= Extract to read =
Many of us trust our gut feeling implicitly.
We have all been there when something didn’t feel right but done it anyway. There was nothing obvious to suggest that it was a bad idea. Yet, when it turns out to be a disaster we wonder why we didn’t listen to that gentle little voice: “don’t do it.”
It seems that our gut feel is some magical force, but actually, it is an accumulation of thousands of tiny past moments, all informing our current situation. You could say that gut feel is a personification of Big Data – you can’t always explain it, but you sense that there is great wisdom to be gained from listening to it.
This understanding is crucial to any data scientist seeking to influence their colleagues. They might view the data as being cold and clinical, preferring to rely on their own intuition, but in actual fact, their intuition is based on their own internal data. The difference is that Big Data can reference infinitely more external data than a human mind could ever process. If we see the capabilities of Big Data, its powers of intuition are far greater than any human.
We simply have to use it in tandem with our gut feel.
Experienced business people tend to favour decisions that align with their inner dialogue rather than challenging themselves with outcomes that don’t quite agree. When Big Data has been properly integrated into the business decision-making framework, the smart businesses will use it to refine their gut feel rather than replace it. Experienced business people are rarely wrong for a reason, but the range of outcomes could still vary from good to great. Using Big Data will help their gut feeling to get as near to great as possible.
I suppose that only time will show how data science can work in tandem with our intuition. In a world that is moving scarily and swiftly towards amortality (super intelligent, biologically modified humans who can’t die unless they step under a bus). The days when we can flip the data switch to inform our decisions are not so far away. The fact that all that data lives in a computer at the moment makes it seem that little bit more foreign and lowers our level of trust. But, when we all adopt the data as our own, the floodgates of insight will open.
I wouldn’t mind some giant leaps by big data in recruitment. Matching people with organisations (and the people within them) still remains a huge challenge, although there is surely a whole wealth of data out there that can help to inform better decisions. As a recruiter, my gut feel is what keeps my business moving, but I do my best to use all possible sources of data along the way. As the phrase goes “we are what we eat” – our behaviour defines who we are. When we can analyse and dissect this behaviour a little better, we will take a quantum leap in understanding each other.
Our gut will soon get a willing and very able assistant.

= Work request A =
From the piece on gut feeling and Big Data, repeat word for word the part that opens with the words containing "This understanding is" and closes with "our gut feel.".
= Work request B =
In the piece on gut feeling and Big Data, rewrite the paragraph beginning "Experienced business people tend to favour decisions" as a short bulleted list that keeps its main facts.
= Work request C =
Quote every sentence in the piece on gut feeling and Big Data that contains the term "Big Data," counting any capitalization.

= Data supplied =
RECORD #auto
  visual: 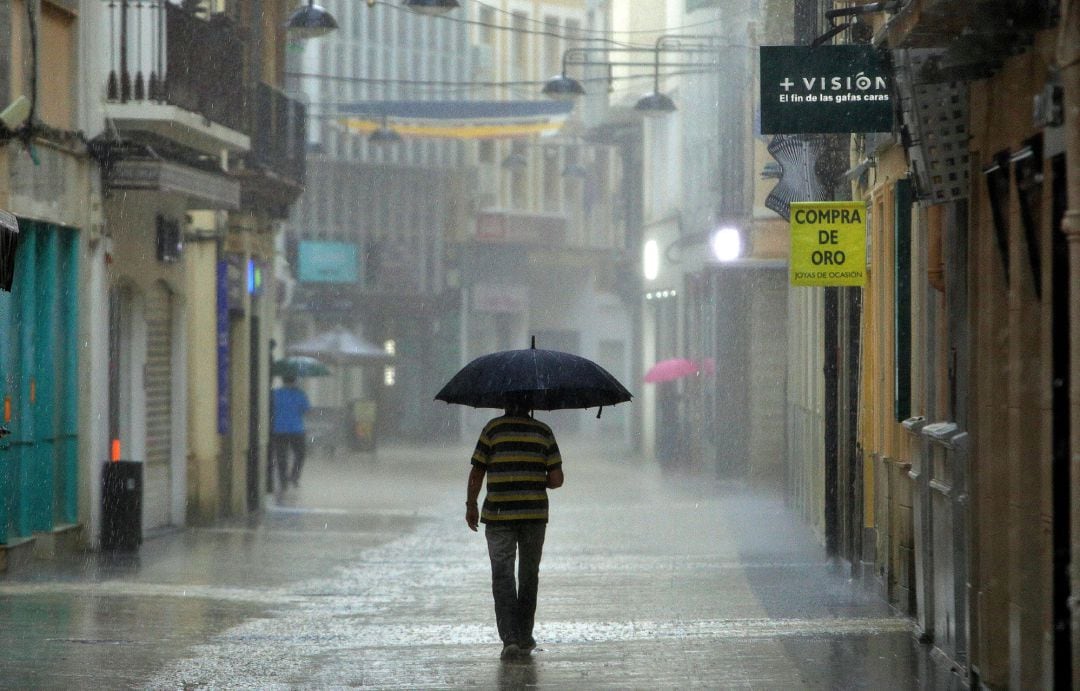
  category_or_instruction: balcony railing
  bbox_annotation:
[247,82,308,184]
[106,0,247,132]
[476,209,567,247]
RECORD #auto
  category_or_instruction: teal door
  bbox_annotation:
[0,220,79,543]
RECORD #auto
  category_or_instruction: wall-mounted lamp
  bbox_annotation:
[541,36,718,116]
[708,226,743,261]
[285,0,337,39]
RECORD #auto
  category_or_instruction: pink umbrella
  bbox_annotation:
[645,357,698,383]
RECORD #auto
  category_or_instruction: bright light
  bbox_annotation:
[643,240,660,281]
[708,227,742,261]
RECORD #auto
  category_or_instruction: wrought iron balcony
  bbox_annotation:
[105,0,249,152]
[247,82,308,184]
[887,0,1061,82]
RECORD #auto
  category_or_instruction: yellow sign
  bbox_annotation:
[791,202,866,286]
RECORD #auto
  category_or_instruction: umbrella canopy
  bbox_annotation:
[288,326,393,365]
[435,348,631,410]
[270,355,330,378]
[645,357,701,383]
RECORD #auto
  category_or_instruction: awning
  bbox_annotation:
[338,100,573,139]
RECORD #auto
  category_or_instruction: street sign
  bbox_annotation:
[760,45,893,134]
[791,202,866,286]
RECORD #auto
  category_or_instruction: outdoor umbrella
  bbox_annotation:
[645,357,701,383]
[288,326,394,365]
[435,348,632,417]
[270,355,330,378]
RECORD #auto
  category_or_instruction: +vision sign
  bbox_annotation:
[791,202,866,286]
[760,45,893,134]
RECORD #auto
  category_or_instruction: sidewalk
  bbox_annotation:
[0,439,926,689]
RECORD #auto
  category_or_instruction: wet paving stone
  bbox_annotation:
[0,439,933,689]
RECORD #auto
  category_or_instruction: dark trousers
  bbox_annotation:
[270,434,306,489]
[484,523,548,646]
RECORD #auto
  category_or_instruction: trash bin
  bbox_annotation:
[351,399,376,451]
[102,461,143,552]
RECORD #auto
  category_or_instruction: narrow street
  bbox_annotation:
[0,439,932,689]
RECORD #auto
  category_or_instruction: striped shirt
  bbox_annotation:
[472,416,563,524]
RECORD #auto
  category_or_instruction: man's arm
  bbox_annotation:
[548,466,564,489]
[465,465,486,532]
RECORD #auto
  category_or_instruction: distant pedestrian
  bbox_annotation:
[465,404,563,660]
[270,376,311,490]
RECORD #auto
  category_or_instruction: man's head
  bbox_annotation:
[503,397,531,418]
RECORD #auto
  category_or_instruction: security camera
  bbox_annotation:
[0,96,30,130]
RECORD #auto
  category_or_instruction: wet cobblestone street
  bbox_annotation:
[0,439,932,689]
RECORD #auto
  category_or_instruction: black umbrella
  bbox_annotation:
[435,336,632,417]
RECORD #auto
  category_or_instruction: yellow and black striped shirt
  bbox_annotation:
[472,416,563,523]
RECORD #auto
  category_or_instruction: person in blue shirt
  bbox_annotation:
[270,376,311,490]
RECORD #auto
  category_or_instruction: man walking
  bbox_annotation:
[465,403,563,660]
[270,375,311,491]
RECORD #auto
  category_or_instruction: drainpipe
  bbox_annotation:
[1057,0,1080,682]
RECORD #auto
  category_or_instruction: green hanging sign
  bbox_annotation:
[760,45,894,134]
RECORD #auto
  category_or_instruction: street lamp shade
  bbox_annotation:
[285,0,337,39]
[541,73,585,100]
[634,91,678,117]
[405,0,461,14]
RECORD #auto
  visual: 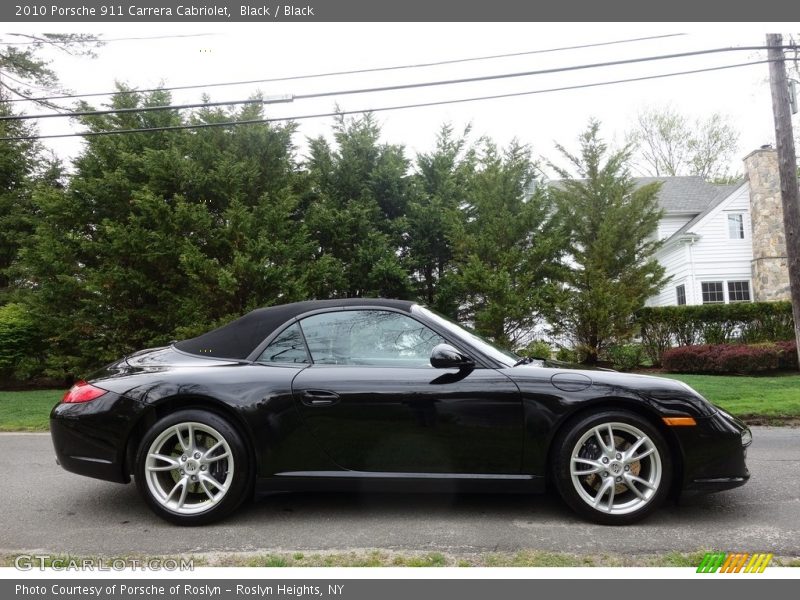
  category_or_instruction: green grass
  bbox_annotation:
[0,390,64,431]
[0,550,800,569]
[662,373,800,421]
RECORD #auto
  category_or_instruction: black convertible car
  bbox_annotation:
[50,299,751,524]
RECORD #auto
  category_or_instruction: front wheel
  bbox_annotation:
[554,410,672,525]
[135,409,249,525]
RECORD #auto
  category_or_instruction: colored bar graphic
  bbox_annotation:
[697,552,773,573]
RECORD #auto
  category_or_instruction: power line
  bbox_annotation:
[1,33,686,102]
[0,60,773,141]
[0,46,789,121]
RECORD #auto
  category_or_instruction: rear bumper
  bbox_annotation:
[50,392,142,483]
[673,410,750,492]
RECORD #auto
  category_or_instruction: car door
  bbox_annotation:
[292,310,523,474]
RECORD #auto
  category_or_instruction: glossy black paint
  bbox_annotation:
[51,301,749,502]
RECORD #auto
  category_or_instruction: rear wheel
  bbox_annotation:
[135,409,249,525]
[554,410,672,525]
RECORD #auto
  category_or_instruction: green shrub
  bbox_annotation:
[636,302,794,366]
[605,344,645,371]
[0,303,42,379]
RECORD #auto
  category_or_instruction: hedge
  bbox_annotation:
[662,342,798,374]
[635,302,794,366]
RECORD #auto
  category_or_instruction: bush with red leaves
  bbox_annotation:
[661,342,798,374]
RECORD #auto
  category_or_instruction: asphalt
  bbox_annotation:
[0,427,800,556]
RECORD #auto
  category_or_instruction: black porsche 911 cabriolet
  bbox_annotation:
[50,299,751,525]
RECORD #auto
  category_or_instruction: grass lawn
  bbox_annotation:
[0,374,800,431]
[662,373,800,421]
[0,390,64,431]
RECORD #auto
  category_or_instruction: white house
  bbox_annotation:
[648,147,789,306]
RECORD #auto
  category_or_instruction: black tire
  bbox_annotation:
[552,410,673,525]
[134,409,252,525]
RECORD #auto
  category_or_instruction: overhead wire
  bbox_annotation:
[0,59,775,141]
[0,46,791,121]
[0,33,686,102]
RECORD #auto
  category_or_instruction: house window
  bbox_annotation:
[728,281,750,302]
[675,284,686,306]
[700,281,725,304]
[728,213,744,240]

= Answer space A =
This understanding is crucial to any data scientist seeking to influence their colleagues. They might view the data as being cold and clinical, preferring to rely on their own intuition, but in actual fact, their intuition is based on their own internal data. The difference is that Big Data can reference infinitely more external data than a human mind could ever process. If we see the capabilities of Big Data, its powers of intuition are far greater than any human.
We simply have to use it in tandem with our gut feel.

= Answer space B =
- Experienced business people tend to favor decisions that match their inner dialogue over outcomes that challenge it.
- Once Big Data is properly integrated into business decision-making, smart businesses will use it to refine gut feel, not replace it.
- Experienced business people are rarely wrong for a reason, but outcomes can still range from good to great.
- Big Data will help their gut feeling get as near to great as possible.

= Answer space C =
1. "You could say that gut feel is a personification of Big Data – you can't always explain it, but you sense that there is great wisdom to be gained from listening to it."
2. "The difference is that Big Data can reference infinitely more external data than a human mind could ever process."
3. "If we see the capabilities of Big Data, its powers of intuition are far greater than any human."
4. "When Big Data has been properly integrated into the business decision-making framework, the smart businesses will use it to refine their gut feel rather than replace it."
5. "Using Big Data will help their gut feeling to get as near to great as possible."
6. "I wouldn't mind some giant leaps by big data in recruitment."